PAGE:
:::::

Pea Shoots (and Peas), Parsley, Sheep Feta, Apricots, First Cherries of the Season.
Cooking from Plenty. Excellent. And the Straus plain Greek yogurt is now my favorite brand.
That thing where you bake oiled delicata squash slices in the oven for 40 minutes at 400F, and crack a raw egg into them 15 minutes before the end? Still really good, and easy. +Oven-roasted kale and pancetta.
I’ve finally started reading On Food and Cooking by Harold McGee (1984). It’s not really recipes but more a book about the science, history, and nature of individual ingredients. It’s inspired me to occasionally pick a single ingredient and prepare it several different ways to compare side by side. Taken to a ridiculous extreme for a solo dinner on a busy weeknight, I cooked brussels sprouts and kale four ways each (roasted dry or coated with oil, boiled, raw, raw soaked in lime juice): ...
A nice breakfast at home after a long week: Poached eggs, spinach, nettles (good!), bacon, first peas of the season, and a dressing of olive oil, black pepper, poppy seeds, fresh horseradish, and orange juice.
A quick, satisfying dinner during minimal-starch month (and after a weekend of salt-depleting exercise). I’d shopped with Niçoise salad on the brain, but ended up making: salmon rubbed with salt, white pepper, and sesame seeds, broiled for 8 minutes skin-side-up, on a bed of butter-sauteed lettuce, celery, and black olives, topped with chopped up crispy salmon skin and a poached egg.
A quick salad-as-mostly-healthy-meal for visiting family: kale (salted raw, let sit, then rinsed), celeriac, smoked salmon, broccoli, lemon-garlic-olive oil dressing (using a smokier heirloom garlic with less bite raw), and grilled haloumi cheese. It worked. (Campari-soda with meyer lemon as apertif, and the still-amazing Dandelion Madagascar chocolate for dessert)
For dinner: bread, cheese (Humboldt Fog and a Neals Yard cheese that wasn’t their cheddar), mixed greens with roasted peaches and radishes, and a bowl of figs. Followed by lentil soup based on the version I liked so much earlier this year, involving sweating the lentils, shallots sauteed in bacon fat, nora pepper, and this time a dried ancho pepper for a little extra kick. I did the “add a big bunch of spinach a few minutes before serving” thing again too: ...
Hey, this was a more successful than usual “leftovers hash”, and only 20 minutes. (cue typical low-light cell phone photo:) Some good pancetta fried at low heat. A little water added to deglaze the pan and get the crusty bits off the bottom. A minced shallot sauteed in the fat. Then a few brussels sprouts I had (sliced thin), a coarsely chopped head of broccolini, and a few big pinches of white pepper, for variety. With the pan covered, fried/steamed on medium-low heat (stirring occasionally) for about 10 minutes. ...
Another (busy-at-work, forgot-to-invite-anyone-over) Tuesday CSA, another attempt to cheat time with the pressure cooker. I’d give this one a B+. Similar to the last lentil soup: I sauteed some home-cured-by-a-friend and deliciously fatty/salty lambcetta, shallots, celery, carrots, and onions. Then I sweated a pound of lentils with it over medium heat for 5 minutes. Plus a few dried Nora peppers, chipotles, cayenne, a pinch of smoked paprika, 8 cups of water, and the lid came on, for 10 minutes at pressure. I opened it, added salt and black pepper to taste, and simmered it another 5 minutes. A whole Meyer lemon squeezed into the bowl for the last-minute acid. Pretty good. Could have used more meat or a meaty stock. ...

:::::

DATA LISTING:
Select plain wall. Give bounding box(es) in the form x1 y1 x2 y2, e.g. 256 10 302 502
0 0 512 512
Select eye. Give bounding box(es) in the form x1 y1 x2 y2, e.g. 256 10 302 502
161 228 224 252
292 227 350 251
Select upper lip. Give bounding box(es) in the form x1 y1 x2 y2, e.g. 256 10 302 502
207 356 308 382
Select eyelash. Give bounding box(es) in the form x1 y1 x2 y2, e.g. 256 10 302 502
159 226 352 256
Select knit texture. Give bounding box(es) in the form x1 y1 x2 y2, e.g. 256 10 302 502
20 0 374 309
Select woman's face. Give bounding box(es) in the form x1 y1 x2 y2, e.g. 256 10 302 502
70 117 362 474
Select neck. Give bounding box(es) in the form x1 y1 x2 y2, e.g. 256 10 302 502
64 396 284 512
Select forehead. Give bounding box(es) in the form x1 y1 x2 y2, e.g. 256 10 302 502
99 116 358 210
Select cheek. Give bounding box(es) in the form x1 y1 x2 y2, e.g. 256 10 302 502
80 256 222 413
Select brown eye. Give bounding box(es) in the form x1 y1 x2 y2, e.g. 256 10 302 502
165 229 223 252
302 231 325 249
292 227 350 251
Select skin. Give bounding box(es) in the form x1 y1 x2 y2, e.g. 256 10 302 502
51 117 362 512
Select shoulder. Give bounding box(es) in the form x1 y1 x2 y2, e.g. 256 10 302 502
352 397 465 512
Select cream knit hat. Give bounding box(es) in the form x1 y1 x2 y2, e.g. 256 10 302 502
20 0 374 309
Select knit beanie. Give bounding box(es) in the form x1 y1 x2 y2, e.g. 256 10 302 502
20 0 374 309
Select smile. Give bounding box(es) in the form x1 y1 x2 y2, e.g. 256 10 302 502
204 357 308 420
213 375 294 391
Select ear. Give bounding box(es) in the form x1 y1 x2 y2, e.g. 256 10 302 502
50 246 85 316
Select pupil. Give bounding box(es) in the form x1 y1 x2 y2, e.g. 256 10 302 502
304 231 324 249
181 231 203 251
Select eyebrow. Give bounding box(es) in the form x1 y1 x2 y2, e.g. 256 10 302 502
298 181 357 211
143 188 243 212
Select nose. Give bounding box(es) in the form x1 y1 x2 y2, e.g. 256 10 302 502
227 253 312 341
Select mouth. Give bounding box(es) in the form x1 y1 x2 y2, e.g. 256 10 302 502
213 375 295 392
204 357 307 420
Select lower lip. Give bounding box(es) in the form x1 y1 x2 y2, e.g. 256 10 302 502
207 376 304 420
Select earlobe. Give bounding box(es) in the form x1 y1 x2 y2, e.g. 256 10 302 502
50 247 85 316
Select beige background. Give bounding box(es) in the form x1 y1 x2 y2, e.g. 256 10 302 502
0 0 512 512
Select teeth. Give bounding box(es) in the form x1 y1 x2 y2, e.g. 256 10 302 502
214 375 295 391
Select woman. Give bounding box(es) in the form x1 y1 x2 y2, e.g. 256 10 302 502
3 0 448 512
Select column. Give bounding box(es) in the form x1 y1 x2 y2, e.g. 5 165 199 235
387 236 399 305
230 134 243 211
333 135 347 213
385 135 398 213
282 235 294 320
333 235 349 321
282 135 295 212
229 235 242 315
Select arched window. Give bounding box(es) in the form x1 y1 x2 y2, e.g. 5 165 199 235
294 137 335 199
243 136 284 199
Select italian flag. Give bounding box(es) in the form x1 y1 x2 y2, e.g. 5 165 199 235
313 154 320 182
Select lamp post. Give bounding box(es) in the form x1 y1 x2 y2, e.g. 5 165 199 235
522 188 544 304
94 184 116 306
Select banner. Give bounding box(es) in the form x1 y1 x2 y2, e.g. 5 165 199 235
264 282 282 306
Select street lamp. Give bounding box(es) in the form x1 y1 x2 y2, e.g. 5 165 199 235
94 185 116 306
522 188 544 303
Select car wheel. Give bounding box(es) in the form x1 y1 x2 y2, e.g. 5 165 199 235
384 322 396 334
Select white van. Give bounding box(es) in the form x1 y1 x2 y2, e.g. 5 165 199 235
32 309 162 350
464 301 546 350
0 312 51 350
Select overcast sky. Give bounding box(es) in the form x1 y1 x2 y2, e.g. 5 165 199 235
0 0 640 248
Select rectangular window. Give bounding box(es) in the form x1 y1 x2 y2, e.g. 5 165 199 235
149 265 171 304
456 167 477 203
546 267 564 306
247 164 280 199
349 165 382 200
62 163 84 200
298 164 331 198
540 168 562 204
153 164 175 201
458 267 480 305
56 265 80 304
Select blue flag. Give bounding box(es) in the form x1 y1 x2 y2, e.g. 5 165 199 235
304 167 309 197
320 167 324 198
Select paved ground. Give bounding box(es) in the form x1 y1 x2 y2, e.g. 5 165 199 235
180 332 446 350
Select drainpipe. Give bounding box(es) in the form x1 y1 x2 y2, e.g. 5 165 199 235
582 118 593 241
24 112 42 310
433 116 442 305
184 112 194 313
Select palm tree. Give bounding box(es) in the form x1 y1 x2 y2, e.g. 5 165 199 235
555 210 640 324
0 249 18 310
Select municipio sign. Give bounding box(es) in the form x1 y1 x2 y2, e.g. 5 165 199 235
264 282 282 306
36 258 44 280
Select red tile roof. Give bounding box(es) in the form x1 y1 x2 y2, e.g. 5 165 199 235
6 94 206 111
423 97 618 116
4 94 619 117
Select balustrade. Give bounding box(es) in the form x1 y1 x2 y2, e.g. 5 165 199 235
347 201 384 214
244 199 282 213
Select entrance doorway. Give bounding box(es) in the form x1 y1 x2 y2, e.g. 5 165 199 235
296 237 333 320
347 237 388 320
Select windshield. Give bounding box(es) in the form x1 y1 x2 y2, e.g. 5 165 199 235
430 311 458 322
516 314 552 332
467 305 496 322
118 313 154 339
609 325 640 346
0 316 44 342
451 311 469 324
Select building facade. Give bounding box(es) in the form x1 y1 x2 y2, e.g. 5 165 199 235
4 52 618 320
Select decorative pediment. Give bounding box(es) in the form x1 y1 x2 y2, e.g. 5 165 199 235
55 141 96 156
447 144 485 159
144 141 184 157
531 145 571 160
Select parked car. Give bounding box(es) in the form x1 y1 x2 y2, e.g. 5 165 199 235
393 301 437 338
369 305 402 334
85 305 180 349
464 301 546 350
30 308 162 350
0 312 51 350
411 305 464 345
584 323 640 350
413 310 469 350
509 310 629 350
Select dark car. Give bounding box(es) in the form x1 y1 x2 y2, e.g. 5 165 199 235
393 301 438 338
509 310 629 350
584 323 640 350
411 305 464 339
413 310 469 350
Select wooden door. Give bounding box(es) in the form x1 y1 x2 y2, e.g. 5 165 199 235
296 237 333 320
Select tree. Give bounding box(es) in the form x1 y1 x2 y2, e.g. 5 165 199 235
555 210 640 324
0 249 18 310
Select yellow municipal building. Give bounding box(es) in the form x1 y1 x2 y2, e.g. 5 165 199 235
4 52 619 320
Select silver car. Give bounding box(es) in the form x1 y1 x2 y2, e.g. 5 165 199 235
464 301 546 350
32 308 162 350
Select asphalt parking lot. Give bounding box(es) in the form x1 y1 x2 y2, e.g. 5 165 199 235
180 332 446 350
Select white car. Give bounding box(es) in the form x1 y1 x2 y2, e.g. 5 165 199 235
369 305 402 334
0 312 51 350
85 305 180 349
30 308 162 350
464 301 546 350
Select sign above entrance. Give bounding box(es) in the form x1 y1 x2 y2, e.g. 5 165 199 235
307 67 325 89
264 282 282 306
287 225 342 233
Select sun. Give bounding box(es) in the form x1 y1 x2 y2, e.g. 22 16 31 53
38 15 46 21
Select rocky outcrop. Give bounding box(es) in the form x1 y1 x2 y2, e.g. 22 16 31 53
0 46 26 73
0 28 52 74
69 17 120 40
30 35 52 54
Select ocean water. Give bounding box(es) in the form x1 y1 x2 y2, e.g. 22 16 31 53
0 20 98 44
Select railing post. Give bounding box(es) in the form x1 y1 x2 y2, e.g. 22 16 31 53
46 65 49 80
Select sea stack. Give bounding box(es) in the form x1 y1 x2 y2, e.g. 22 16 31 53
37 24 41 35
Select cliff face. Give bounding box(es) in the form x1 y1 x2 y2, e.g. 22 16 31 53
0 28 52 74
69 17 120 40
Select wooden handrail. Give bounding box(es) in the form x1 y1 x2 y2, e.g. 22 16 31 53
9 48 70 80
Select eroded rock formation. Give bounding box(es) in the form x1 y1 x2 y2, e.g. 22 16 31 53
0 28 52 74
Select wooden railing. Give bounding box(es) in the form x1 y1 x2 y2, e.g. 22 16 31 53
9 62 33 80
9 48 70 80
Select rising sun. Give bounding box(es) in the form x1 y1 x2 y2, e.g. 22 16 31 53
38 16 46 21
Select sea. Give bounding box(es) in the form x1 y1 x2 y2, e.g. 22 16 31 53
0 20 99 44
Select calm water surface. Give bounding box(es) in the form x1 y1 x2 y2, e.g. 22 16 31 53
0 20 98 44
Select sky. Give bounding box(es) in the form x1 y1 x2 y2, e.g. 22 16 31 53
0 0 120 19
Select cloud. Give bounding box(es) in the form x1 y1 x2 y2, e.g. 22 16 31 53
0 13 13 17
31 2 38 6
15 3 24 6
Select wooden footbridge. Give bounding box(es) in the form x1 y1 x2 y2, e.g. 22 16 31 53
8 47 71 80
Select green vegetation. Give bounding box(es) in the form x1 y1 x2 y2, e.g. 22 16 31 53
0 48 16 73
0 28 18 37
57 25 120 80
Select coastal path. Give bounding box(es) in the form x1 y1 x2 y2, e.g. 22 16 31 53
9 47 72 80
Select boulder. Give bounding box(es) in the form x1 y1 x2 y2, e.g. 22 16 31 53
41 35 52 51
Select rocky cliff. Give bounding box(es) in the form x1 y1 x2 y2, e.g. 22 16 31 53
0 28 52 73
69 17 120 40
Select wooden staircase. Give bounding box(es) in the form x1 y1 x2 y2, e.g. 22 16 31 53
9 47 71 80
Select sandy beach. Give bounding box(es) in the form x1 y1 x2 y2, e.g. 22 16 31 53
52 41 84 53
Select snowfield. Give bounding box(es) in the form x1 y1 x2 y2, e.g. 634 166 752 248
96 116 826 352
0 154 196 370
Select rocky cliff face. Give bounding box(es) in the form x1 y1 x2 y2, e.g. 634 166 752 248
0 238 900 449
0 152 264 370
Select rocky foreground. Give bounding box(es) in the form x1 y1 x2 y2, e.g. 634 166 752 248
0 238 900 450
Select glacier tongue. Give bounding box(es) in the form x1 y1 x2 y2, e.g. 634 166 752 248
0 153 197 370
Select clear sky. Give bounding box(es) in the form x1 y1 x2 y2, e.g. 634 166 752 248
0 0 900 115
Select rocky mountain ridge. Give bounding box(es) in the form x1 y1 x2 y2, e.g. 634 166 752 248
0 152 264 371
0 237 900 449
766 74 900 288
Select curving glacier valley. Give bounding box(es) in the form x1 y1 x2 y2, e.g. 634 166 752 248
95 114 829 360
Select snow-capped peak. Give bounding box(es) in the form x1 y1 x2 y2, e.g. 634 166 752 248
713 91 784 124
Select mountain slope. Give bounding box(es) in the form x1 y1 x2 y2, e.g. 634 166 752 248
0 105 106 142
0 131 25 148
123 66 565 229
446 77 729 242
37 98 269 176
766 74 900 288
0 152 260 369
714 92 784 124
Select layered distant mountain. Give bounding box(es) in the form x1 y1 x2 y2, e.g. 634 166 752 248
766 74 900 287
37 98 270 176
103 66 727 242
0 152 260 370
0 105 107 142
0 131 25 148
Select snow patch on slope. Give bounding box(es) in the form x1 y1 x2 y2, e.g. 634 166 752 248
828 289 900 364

:::::

DIRECTION: Resume the cooking notes from the point where they end. The lines have no connection to the cooking notes.

RESULT OF THE TASK:
Okay, too much eating out, back to cooking (mostly from the Tuesday CSA). I meant to invite a few friends over but didn’t plan ahead. Red Kuri Squash, brushed with peanut oil, black pepper, and salt, baked about 30 minutes at 425F, until soft. No butter or sugar, and it was earthy and good with a dark belgian beer (St Bernardus Abt): Spigarello greens, which taste uncannily like broccoli, but not bitter (shredded and sauteed with about 8 cloves of crushed garlic until just starting to wilt). ...
I have mixed luck with soup, but this weekend I made the best lentil soup I’ve had. And no, that’s not intended to be damning-with-faint-lentil-praise – it was delicious. I used The New Best Recipe for initial inspiration (their key insight being sweating the lentils first), but also made some changes: I cut two strips of bacon into pieces and cooked them until done but not crispy. I sauteed two minced shallots in the bacon fat (with the bacon still in) a few minutes until translucent, added 3 cloves of crushed garlic, 2 bay leaves, a crushed dried nora pepper from Tierra Farms, and about 1tsp of whole cardamom seed, turmeric, and cayenne powder, a little black pepper, and sauteed/toasted that for a few minutes. ...
Using the new pressure cooker to try to make beans quickly: A mix of classy-looking anasazi beans and white navy beans from Tierra Farms, soaked for about 12 hours, drained, then combined with 3 cups water per cup beans, half an onion, two bay leaves, two dried guajillo chiles, a few garlic cloves. Pressure cooked for 15 minutes (from the time the steam started escaping), which it turns out was longer than needed– they were very soft by the end of this. ...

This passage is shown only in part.